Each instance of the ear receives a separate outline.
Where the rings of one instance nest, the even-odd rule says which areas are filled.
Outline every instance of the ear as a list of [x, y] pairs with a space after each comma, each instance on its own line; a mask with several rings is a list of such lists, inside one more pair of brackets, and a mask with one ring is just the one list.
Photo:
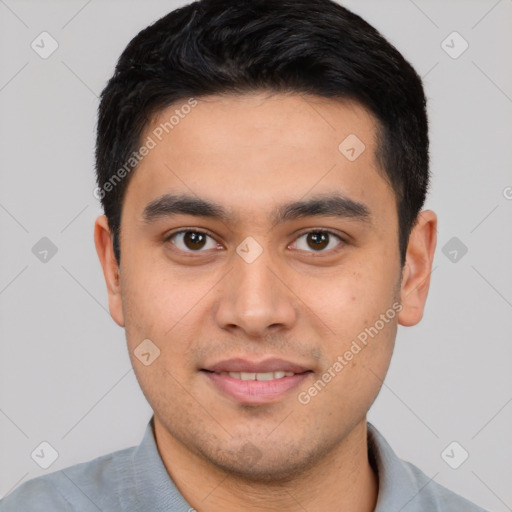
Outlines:
[[401, 325], [416, 325], [423, 317], [436, 242], [437, 216], [424, 210], [418, 215], [407, 245], [400, 291], [403, 309], [398, 315]]
[[110, 315], [118, 325], [124, 327], [123, 304], [119, 279], [120, 269], [114, 255], [112, 236], [105, 215], [99, 216], [94, 223], [94, 243], [107, 285]]

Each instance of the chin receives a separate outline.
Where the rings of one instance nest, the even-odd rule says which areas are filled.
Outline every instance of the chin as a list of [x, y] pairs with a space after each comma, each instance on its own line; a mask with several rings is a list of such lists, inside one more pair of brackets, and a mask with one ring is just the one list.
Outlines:
[[237, 480], [266, 485], [295, 480], [306, 473], [315, 460], [322, 458], [321, 453], [305, 453], [293, 446], [281, 445], [279, 448], [270, 444], [257, 447], [246, 441], [237, 449], [203, 453], [203, 457]]

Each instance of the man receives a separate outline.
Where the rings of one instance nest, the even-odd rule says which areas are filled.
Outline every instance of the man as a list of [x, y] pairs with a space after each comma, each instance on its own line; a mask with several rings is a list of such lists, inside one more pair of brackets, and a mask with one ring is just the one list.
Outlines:
[[10, 511], [478, 511], [367, 412], [422, 317], [421, 80], [330, 0], [203, 0], [103, 91], [95, 242], [154, 416], [136, 448], [29, 481]]

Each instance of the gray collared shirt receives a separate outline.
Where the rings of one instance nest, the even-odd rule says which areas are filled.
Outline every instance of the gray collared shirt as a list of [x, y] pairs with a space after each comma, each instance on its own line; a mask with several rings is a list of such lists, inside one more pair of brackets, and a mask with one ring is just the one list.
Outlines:
[[[400, 460], [368, 423], [378, 471], [375, 512], [485, 512]], [[191, 512], [158, 452], [151, 418], [139, 446], [34, 478], [0, 501], [1, 512]]]

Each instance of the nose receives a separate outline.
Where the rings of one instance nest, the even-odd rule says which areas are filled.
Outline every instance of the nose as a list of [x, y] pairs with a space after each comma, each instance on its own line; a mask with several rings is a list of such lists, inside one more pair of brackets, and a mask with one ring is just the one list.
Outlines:
[[272, 267], [265, 251], [252, 263], [234, 256], [215, 312], [219, 327], [262, 337], [293, 326], [297, 317], [293, 292]]

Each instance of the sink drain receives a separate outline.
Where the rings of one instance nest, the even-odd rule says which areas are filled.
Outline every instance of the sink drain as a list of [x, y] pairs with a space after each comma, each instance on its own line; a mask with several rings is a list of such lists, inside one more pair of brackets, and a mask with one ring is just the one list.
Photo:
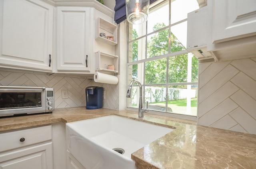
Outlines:
[[121, 154], [123, 154], [124, 153], [124, 150], [121, 148], [115, 148], [112, 149], [112, 150], [115, 151], [118, 153], [119, 153]]

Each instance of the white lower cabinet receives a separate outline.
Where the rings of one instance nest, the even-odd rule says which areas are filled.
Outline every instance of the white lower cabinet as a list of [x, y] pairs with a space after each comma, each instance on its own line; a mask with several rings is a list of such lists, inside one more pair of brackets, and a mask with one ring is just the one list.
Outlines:
[[67, 169], [86, 169], [67, 151]]
[[22, 149], [0, 155], [2, 169], [52, 169], [52, 143]]
[[52, 126], [0, 134], [0, 168], [52, 169]]

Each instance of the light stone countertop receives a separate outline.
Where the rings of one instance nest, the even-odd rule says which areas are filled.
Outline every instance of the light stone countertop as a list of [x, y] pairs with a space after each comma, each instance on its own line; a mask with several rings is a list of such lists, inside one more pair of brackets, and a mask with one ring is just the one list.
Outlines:
[[198, 125], [194, 121], [106, 108], [55, 109], [52, 114], [0, 118], [0, 132], [115, 114], [175, 128], [132, 154], [140, 169], [256, 169], [256, 135]]

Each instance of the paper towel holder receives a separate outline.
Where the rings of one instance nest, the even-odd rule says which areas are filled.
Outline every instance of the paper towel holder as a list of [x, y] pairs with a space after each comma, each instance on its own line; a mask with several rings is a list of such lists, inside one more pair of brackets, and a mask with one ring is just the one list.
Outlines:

□ □ □ □ □

* WHAT IS EXPECTED *
Reproduce every one of the records above word for word, leaving out the pictures.

* EXERCISE OUTPUT *
Each instance of the ear receives a separate outline.
Where the rings of one instance nest, the even-odd rule says which areas are filled.
Outline every instance of the ear as a list of [x, y] pairs with a space after each comma, each instance on its own line; a mask with several rings is a list of such lists, inside one more pair of brackets, and a mask with one ring is just the one list.
Photo:
Outlines:
[[401, 325], [416, 325], [423, 317], [436, 242], [437, 216], [424, 210], [418, 215], [407, 245], [400, 291], [403, 309], [398, 315]]
[[110, 315], [118, 325], [124, 327], [123, 304], [119, 279], [120, 269], [114, 255], [112, 236], [105, 215], [99, 216], [94, 223], [94, 243], [107, 285]]

Each instance of the chin receives a separate outline.
Where the rings of one instance nest, the even-odd rule says which areas are filled.
Outline every instance of the chin as a list of [x, y] pairs with a space after each comma, each instance on its own line; a mask with several rings is a list of such lists, inside one more pair of brackets, and a mask with one ring is just the one list.
Outlines:
[[237, 480], [266, 485], [295, 480], [306, 473], [315, 460], [322, 458], [321, 453], [305, 453], [293, 446], [281, 445], [279, 448], [270, 444], [257, 447], [246, 441], [237, 449], [203, 453], [203, 457]]

Each instance of the man receives a separate outline.
Where the rings of one instance nest, the even-odd rule says which areas are filled.
Outline every instance of the man as a list of [x, y] pairs with a space after each comma, each instance on its own line; a mask with several rings is a list of such lists, inside one more pair of brackets, and a mask with one ring is just the one list.
Outlines:
[[10, 511], [478, 511], [367, 412], [422, 317], [421, 80], [330, 0], [203, 0], [103, 91], [95, 242], [154, 416], [136, 448], [29, 481]]

Each instance of the gray collared shirt receives a separate outline.
Where the rings of one instance nest, the even-odd rule says which areas are filled.
Outline every instance of the gray collared shirt as a list of [x, y] pairs with a space after each comma, each instance on its own line; a mask with several rings is a list of such lists, inside one more pair of brackets, and a mask with one ring is just the one list.
Outlines:
[[[400, 460], [368, 423], [378, 471], [375, 512], [485, 512]], [[191, 512], [158, 452], [151, 418], [139, 446], [34, 478], [0, 501], [1, 512]]]

Each instance of the nose receives a separate outline.
Where the rings of one instance nest, the even-odd rule says which areas are filled.
Outline every instance of the nose as a list of [x, y] pairs with a space after each comma, each instance on its own line; a mask with several rings is a list of such lists, inside one more pair of brackets, and a mask with one ring is just the one list.
Outlines:
[[272, 267], [265, 251], [252, 263], [234, 256], [215, 312], [219, 327], [262, 337], [293, 326], [297, 317], [293, 292]]

Each instance of the sink drain receives a separate outline.
Where the rings of one instance nest, the even-odd rule says which areas are filled.
Outline every instance of the sink drain as a list of [x, y] pairs with a space after each comma, each instance on its own line; a mask with several rings is a list of such lists, inside one more pair of brackets, and a mask with one ring is just the one list.
Photo:
Outlines:
[[121, 154], [123, 154], [124, 153], [124, 150], [121, 148], [115, 148], [112, 149], [112, 150], [115, 151], [118, 153], [119, 153]]

Each instance of the white lower cabinet receives a separate outline.
Where the rings of one instance nest, the even-odd rule says which areas are filled.
Outline every instance of the white lower cabinet as a list of [x, y] pairs with a space after each comma, each instance on its own line; a mask with several rings is a list of such lists, inside one more pair of brackets, and a mask with one ring is just the one list.
Outlines:
[[67, 169], [86, 169], [67, 151]]
[[22, 149], [0, 155], [2, 169], [52, 169], [52, 143]]
[[52, 126], [0, 134], [0, 168], [52, 169]]

Each instance of the light stone countertop receives a separate outline.
Where the rings of one instance nest, the even-odd rule says which areas are filled.
Outline every instance of the light stone countertop as a list of [x, y] pairs with a space after each comma, each instance on its own line; a mask with several rings is a list of such lists, inside one more pair of brackets, and a mask with one ring is just the one list.
Outlines:
[[198, 125], [194, 121], [106, 108], [55, 109], [52, 114], [0, 118], [0, 132], [115, 114], [175, 128], [132, 154], [140, 169], [256, 169], [256, 135]]

Each instance of the paper towel holder receives a separate outline.
Where the rings of one instance nest, the even-odd rule says which areas are filled.
Outline every instance of the paper towel holder as a list of [x, y] pairs with a space after each comma, each instance on its own line; a mask with several rings is a list of such lists, inside one more pair of brackets, and a mask with one ring is just the one list.
Outlines:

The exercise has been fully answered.